QUOTED PASSAGE:
--- Begin ---

A list of systems for educational design

This list lists systems for educational design through more or less "natural" categories. We don't include just design languages or design tools, but all kinds of systems that in one way or another support pedagogical design.

IMS Learning Design and basic editors

IMS Learning Design is a formal language (UML and XML) that is standardized. Designers are not really expected to directly use this language, it's rather expected that they use a high-level editor that then can export to IMS LD. In the same way the e-learning content editors don't need to understand SCORM 1.2.

Design tools that can export to IMS-LD or another executable formalism

There exist several variants. This category includes both visual design tools and form-based editors. Some of them can export to IMS LD. Some are general purpose and some like Collage are specialized. Some tools are operational, some just research systems.

Visual design/modelling languages

Some designers use one or several UML languages like UML activity diagrams. Other extend the UML framework and others use their own notational system. Most of these systems are only used by a very small population. Except for the UML tools which are popular in computer science, these languages are all very recent. Usually, they don't produce executable code.

  • BPMN (Business process modeling notation) and BPEL (Business Process Execution Language, used in Model-Driven Learning Design)
  • UML (in particular UML class diagrams and UML activity diagrams)
  • E2ML Visual scenario design language
  • coUML Visual scenario and content design language
  • PALO Visual scenario design language
  • poEML Visual collaborative scenario design language
  • MoCoLaDe Visual scenario design language, LD compatible
  • SCY-SE Visual scenario design language

Visual design languages

Same as above, but easier to use, since not formal. Doesn't produce executable code.

  • CompendiumLD. A concept map editor for learning design. Compendium LD maps also could be given to learners.
  • Table éditor (does it have a name?). See Sobreira and Tchounikine (2014).

Formalisms and tools different from IMS LD

Attempts to enlarge or to modify the IMS-LD framework. These projects include their own meta-model (i.e. their representation of what a pedagogical scenario is) plus a toolkit for design and execution. Most are still very much under development.

Design and execution systems in production

This category includes operational online authoring and execution systems that support learning design. LAMS has a visual design editor, CeLS a forms-based interface.

--- End ---

DO THIS:
Translate this sentence from the list of educational design systems into Spanish: "Most of these systems are only used by a very small population." None of the entries are needed here.

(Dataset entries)
--- Begin ---

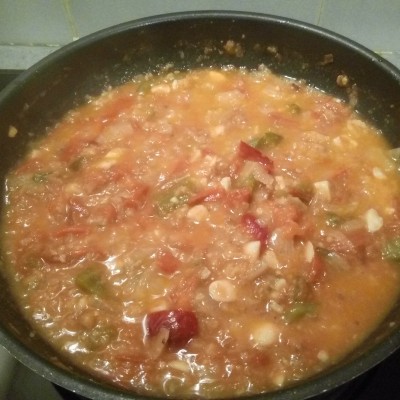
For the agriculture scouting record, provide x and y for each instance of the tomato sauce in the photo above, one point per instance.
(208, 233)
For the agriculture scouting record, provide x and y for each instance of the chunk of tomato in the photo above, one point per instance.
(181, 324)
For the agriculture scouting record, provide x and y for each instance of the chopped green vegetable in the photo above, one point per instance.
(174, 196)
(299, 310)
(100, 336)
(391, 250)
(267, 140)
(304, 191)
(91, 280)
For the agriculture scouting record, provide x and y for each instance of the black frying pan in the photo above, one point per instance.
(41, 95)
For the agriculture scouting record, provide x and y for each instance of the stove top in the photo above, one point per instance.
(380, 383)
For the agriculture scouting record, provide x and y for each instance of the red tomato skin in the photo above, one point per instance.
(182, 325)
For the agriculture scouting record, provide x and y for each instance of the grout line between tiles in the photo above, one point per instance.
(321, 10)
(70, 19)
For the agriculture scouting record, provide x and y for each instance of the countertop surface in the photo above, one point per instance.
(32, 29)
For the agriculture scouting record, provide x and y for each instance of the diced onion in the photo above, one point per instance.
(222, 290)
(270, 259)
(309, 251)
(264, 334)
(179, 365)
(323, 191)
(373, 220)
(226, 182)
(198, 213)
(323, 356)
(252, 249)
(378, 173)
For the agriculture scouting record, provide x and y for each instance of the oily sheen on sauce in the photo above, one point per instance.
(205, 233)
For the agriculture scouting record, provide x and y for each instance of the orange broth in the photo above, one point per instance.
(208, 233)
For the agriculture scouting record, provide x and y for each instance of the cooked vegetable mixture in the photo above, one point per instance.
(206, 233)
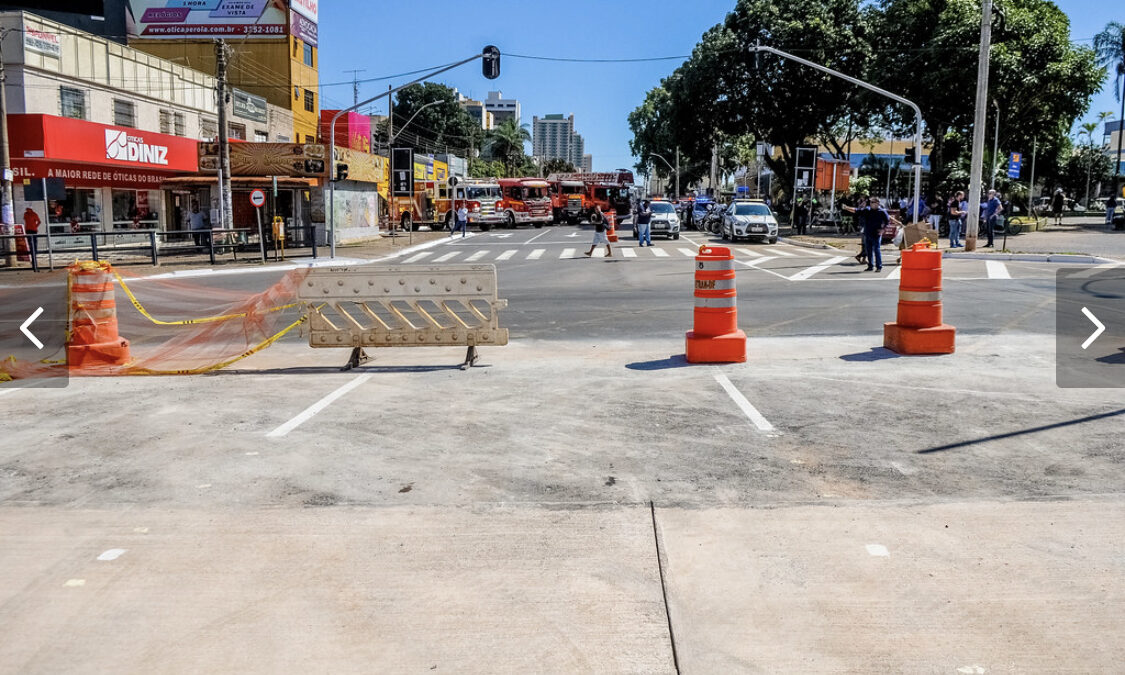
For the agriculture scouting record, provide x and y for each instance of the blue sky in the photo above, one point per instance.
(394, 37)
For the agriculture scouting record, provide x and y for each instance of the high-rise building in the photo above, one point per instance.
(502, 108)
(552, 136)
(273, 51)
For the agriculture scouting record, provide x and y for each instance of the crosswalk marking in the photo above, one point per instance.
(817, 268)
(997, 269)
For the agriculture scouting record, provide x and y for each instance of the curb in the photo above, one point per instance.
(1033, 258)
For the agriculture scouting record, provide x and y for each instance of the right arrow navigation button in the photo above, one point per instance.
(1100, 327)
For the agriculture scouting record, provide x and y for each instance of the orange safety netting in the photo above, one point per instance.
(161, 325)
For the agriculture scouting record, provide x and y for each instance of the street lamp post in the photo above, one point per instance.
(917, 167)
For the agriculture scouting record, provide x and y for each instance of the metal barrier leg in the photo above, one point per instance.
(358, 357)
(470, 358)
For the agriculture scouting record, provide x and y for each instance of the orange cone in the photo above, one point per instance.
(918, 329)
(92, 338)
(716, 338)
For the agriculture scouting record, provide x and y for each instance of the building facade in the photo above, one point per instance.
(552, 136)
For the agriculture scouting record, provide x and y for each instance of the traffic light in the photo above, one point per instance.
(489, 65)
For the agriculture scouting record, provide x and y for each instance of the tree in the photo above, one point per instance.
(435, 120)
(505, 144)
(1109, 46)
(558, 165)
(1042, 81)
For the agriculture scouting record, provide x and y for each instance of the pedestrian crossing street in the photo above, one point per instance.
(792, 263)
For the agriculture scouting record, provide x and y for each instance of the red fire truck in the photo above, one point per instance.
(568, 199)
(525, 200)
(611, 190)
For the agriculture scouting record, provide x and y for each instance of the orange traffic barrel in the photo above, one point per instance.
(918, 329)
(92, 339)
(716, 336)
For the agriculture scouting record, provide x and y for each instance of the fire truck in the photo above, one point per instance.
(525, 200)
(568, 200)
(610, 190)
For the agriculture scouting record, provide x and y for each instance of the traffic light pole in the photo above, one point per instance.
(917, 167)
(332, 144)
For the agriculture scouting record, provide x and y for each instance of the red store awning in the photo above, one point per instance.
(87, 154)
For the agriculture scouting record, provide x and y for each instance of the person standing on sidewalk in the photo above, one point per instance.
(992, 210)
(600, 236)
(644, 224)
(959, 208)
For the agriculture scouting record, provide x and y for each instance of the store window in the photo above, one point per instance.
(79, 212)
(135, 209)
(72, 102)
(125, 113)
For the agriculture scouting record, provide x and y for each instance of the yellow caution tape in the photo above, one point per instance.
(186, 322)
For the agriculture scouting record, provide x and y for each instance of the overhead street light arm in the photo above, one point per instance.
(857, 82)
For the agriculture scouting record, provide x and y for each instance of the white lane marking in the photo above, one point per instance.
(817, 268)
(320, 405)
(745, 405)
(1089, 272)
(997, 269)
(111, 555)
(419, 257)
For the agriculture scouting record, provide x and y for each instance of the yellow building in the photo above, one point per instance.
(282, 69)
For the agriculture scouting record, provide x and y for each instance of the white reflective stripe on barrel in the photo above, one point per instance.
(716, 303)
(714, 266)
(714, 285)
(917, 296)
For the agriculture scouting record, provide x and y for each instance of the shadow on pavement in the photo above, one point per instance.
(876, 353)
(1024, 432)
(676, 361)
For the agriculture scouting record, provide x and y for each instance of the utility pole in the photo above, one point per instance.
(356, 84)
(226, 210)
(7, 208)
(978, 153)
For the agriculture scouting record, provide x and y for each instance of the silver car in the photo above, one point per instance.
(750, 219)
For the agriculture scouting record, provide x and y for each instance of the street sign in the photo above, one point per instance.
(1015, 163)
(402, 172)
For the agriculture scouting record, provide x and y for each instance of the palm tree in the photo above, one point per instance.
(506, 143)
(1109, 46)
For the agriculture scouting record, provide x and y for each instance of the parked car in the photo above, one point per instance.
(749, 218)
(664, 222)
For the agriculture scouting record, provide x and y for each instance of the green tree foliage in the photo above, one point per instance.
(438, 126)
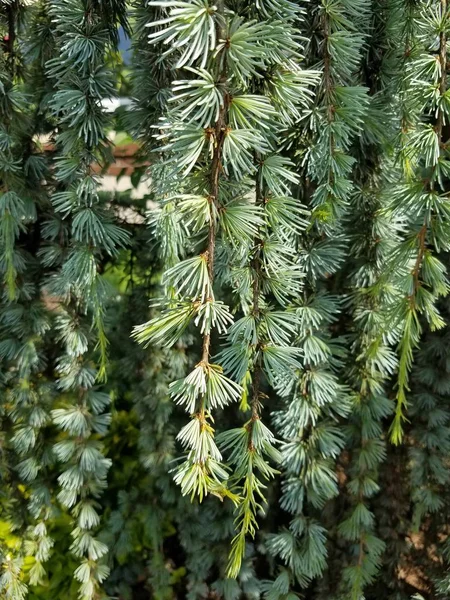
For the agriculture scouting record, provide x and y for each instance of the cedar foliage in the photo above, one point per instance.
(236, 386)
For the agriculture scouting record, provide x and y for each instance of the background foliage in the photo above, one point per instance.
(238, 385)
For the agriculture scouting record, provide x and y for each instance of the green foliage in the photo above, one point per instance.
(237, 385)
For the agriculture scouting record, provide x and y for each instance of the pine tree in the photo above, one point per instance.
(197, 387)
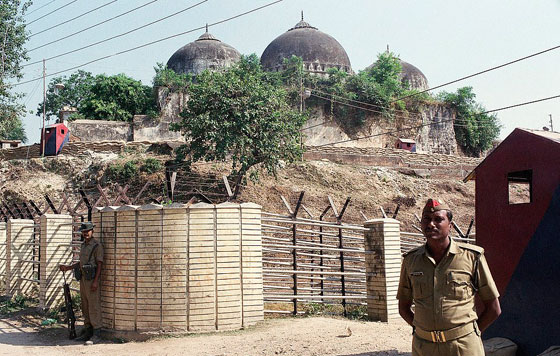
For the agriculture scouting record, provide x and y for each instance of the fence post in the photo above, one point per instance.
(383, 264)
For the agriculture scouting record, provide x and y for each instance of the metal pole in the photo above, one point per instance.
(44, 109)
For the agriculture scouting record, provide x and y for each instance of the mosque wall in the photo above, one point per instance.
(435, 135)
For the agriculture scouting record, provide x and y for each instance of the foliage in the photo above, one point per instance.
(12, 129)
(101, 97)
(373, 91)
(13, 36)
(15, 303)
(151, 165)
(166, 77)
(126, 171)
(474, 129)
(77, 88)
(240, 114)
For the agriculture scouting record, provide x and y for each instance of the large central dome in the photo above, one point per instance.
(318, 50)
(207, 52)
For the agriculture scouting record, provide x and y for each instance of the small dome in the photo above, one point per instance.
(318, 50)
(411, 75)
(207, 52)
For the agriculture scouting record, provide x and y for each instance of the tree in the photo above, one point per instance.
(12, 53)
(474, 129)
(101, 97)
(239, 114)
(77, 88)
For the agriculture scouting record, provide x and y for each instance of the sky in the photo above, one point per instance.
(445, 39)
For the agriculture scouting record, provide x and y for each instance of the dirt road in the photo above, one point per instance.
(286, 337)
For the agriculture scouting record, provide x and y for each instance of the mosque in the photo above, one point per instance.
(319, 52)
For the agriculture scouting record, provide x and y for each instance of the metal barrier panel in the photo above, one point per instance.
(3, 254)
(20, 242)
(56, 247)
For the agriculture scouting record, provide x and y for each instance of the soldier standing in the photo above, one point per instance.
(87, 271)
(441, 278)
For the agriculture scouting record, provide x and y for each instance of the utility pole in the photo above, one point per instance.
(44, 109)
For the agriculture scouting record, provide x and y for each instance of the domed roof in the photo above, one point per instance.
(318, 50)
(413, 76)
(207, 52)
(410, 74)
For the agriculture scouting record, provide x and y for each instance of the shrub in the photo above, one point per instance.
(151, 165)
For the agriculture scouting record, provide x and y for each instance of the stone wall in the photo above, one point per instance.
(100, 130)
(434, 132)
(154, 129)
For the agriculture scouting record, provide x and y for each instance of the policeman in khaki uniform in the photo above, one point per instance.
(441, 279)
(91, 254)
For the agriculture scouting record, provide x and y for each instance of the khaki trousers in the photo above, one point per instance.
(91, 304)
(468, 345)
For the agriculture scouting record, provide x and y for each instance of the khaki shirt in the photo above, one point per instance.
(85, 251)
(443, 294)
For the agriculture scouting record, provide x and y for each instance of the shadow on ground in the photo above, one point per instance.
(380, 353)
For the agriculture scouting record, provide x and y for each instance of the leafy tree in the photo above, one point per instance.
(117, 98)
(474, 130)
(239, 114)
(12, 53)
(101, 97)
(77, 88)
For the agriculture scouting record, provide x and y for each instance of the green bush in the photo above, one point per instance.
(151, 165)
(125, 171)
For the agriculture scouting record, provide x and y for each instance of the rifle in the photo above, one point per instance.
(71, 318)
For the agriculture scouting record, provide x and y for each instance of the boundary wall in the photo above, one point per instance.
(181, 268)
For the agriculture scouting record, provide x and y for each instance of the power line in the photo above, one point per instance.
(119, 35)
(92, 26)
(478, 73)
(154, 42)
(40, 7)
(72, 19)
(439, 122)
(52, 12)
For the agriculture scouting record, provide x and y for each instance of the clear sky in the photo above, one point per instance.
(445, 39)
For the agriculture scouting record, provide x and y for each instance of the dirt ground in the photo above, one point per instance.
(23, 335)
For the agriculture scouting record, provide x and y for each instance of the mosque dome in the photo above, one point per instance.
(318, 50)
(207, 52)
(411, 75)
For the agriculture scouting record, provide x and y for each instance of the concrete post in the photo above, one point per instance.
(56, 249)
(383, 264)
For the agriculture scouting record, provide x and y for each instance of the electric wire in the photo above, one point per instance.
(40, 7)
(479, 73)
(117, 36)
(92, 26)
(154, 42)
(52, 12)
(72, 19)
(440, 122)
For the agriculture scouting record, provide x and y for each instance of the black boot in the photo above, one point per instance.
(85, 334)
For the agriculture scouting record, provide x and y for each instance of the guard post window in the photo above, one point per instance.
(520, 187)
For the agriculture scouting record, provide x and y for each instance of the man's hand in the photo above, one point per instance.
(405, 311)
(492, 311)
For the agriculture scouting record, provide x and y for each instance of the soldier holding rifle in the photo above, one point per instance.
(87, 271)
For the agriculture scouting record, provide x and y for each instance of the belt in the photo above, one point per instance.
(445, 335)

--- End ---

REPLY:
La mayoría de estos sistemas solo los utiliza una población muy pequeña.